● What is needed
In the article on configuration state functions, when are the Slater determinants orthonormal functions of N electrons?

● Article
:::
# 11.1: Configuration State Functions can Express the Full N-Electron Wavefunction

It has been demonstrated that a given electronic configuration can yield several space- and spin- adapted determinental wavefunctions; such functions are referred to as configuration state functions (CSFs). These CSF wavefunctions are not the exact eigenfunctions of the many-electron Hamiltonian, H; they are simply functions which possess the space, spin, and permutational symmetry of the exact eigenstates. As such, they comprise an acceptable set of functions to use in, for example, a linear variational treatment of the true states.

In such variational treatments of electronic structure, the N-electron wavefunction $$\Psi$$ is expanded as a sum over all CSFs that possess the desired spatial and spin symmetry:

$\Psi = \sum\limits_J C_J \Phi_J.$

Here, the $$\Phi_J$$ represent the CSFs that are of the correct symmetry, and the $$C_J$$ are their expansion coefficients to be determined in the variational calculation. If the spin-orbitals used to form the determinants, that in turn form the CSFs {$$\Phi_J$$}, are orthonormal one electron functions (i.e., $$\langle \phi_k | \phi_j \rangle = \delta_{k,j}$$), then the CSFs can be shown to be orthonormal functions of N electrons

$\langle \Phi_J | \Phi_K \rangle = \delta_{J,K}.$

In fact, the Slater determinants themselves also are orthonormal functions of N electrons whenever orthonormal spin-orbitals are used to form the determinants.
:::
● Provided records

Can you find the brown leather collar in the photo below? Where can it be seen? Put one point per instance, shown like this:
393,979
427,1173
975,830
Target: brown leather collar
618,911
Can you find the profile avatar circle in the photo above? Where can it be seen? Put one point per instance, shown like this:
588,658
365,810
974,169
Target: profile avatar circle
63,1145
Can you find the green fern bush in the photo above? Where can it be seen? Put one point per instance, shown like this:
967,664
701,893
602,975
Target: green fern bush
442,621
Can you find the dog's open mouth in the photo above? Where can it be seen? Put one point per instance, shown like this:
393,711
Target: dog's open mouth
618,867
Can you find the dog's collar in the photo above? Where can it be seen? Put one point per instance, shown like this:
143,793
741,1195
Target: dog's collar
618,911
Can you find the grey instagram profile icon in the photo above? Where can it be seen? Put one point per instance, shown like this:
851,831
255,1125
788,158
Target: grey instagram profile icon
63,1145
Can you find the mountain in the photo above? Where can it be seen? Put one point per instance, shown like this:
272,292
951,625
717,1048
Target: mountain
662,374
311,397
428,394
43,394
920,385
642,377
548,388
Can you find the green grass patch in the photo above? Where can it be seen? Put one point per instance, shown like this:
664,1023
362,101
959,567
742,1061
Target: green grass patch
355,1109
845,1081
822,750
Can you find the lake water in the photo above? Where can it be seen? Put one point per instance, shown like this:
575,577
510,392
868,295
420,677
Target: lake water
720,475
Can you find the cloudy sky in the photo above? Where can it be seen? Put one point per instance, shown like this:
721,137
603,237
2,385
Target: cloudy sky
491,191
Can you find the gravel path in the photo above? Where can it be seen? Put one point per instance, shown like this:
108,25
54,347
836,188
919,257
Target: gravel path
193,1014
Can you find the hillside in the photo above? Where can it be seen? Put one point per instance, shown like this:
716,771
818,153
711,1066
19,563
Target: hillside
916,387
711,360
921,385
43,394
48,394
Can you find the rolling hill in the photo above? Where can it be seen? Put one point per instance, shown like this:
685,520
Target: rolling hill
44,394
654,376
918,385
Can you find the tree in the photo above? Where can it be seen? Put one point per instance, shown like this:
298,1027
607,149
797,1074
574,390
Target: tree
:::
● Solution
Whenever orthonormal spin-orbitals are used to form the determinants.